Exercise description: Tally the lines of the material below that contain the string "positive", and reply with only that number.
>>
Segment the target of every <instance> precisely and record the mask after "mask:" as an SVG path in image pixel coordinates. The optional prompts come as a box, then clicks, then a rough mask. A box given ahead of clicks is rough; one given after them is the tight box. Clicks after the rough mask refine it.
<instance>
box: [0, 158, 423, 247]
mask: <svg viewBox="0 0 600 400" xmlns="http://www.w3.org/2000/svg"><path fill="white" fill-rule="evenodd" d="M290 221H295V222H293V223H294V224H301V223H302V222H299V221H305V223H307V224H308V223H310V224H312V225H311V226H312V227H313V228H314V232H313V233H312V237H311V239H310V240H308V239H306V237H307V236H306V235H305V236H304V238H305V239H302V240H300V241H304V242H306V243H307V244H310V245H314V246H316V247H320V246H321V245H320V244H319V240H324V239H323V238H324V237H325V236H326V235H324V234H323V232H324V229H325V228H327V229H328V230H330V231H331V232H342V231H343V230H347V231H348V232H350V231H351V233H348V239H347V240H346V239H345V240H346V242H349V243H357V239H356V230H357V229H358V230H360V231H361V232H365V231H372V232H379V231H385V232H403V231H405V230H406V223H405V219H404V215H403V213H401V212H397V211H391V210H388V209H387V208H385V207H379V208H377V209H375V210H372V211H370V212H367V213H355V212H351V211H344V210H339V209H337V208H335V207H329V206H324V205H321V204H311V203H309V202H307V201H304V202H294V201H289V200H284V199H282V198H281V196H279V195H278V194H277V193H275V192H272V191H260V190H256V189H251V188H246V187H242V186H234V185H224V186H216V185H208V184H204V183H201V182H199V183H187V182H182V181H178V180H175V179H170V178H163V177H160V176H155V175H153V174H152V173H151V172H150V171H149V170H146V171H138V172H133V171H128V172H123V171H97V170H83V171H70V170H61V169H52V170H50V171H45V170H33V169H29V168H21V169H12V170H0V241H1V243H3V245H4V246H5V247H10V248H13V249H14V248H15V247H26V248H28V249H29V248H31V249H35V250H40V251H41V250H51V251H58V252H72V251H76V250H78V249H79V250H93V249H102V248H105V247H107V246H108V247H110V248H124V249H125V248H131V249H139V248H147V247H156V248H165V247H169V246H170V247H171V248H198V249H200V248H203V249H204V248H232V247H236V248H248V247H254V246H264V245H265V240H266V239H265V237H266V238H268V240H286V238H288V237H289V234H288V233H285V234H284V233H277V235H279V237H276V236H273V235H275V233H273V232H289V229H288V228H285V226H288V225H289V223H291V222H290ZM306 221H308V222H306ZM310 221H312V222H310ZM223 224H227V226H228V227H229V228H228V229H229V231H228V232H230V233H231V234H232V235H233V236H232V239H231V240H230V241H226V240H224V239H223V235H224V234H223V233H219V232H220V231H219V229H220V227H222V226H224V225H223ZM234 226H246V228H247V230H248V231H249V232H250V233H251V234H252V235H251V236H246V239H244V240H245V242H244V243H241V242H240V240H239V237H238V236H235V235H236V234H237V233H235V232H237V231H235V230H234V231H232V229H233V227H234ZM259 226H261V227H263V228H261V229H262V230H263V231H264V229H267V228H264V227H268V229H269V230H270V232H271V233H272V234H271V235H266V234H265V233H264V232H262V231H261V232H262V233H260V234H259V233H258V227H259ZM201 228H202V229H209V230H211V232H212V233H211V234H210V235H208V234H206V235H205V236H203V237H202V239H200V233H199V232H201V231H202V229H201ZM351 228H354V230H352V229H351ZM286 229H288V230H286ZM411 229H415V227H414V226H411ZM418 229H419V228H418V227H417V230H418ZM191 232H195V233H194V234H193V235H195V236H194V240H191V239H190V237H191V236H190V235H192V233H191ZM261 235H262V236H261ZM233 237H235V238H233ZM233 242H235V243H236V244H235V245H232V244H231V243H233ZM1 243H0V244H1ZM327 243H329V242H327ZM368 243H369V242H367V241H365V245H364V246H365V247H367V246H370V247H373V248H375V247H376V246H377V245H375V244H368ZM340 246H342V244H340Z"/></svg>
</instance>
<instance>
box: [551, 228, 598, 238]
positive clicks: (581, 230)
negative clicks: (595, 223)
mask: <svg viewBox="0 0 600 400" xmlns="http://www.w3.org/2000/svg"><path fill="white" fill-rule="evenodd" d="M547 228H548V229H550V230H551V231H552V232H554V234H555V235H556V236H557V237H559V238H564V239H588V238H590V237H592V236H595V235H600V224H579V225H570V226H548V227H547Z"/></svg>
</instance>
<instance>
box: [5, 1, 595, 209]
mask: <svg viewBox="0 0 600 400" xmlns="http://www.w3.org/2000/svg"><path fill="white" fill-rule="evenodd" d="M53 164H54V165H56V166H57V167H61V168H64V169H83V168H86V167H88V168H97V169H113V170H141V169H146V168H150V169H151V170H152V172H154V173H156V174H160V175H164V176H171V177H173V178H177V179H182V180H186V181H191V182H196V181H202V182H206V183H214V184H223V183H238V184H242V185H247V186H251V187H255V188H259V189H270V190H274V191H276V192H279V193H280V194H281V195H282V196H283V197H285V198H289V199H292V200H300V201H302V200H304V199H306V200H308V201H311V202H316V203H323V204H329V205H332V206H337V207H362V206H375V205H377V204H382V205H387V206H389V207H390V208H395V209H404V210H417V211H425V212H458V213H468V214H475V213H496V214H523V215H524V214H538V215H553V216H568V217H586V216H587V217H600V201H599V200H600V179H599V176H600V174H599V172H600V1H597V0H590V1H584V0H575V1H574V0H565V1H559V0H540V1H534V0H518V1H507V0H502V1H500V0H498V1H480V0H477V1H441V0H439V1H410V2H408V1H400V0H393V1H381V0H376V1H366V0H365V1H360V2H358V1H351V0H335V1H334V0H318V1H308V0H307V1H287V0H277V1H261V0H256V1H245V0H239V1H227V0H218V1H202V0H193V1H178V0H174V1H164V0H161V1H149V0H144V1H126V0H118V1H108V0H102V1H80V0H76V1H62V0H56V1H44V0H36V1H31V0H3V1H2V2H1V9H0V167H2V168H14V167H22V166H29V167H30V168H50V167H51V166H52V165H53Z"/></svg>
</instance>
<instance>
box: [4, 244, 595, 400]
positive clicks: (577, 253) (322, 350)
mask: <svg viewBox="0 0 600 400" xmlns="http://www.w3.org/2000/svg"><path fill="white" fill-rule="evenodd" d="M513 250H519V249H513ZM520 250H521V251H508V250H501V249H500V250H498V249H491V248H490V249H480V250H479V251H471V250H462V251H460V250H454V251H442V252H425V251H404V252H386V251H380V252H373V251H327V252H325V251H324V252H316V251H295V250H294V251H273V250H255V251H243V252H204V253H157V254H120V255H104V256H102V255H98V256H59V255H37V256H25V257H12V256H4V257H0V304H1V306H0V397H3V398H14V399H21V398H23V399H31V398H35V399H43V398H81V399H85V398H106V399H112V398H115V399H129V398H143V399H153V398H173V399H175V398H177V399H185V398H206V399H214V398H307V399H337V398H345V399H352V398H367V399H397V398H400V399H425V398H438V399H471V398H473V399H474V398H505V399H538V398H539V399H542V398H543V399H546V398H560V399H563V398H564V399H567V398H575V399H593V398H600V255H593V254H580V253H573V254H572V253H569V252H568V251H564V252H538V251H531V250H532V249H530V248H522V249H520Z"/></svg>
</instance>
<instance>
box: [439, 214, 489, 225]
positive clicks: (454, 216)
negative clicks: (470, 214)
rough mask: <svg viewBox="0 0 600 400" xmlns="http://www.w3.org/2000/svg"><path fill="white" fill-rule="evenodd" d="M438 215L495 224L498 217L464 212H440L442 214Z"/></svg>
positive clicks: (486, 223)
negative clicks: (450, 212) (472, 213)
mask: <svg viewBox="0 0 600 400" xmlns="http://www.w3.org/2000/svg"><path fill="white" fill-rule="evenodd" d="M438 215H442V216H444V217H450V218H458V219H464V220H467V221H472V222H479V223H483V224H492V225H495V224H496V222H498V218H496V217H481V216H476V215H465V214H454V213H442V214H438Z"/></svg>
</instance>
<<
Exercise answer: 4